### Coordinate annotation entries

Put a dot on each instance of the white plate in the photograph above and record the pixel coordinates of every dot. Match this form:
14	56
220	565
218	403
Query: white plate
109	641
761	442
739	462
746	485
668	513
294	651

### YOUR OBJECTIVE
Copy all of the lines above, including the request. Multiply each coordinate in the answers by 2.6 and round to the nearest whole number, with halves rounding up, but leave the numbers in the request's format sample unchanged.

### SOLUTION TO THIS PROBLEM
Put a dot on each instance of the white plate in the photograph above and record the pixel coordinates of every dot. Match this form:
14	56
220	565
218	403
Query: white plate
283	1667
1979	1149
1921	1201
1940	1261
1737	1334
764	1693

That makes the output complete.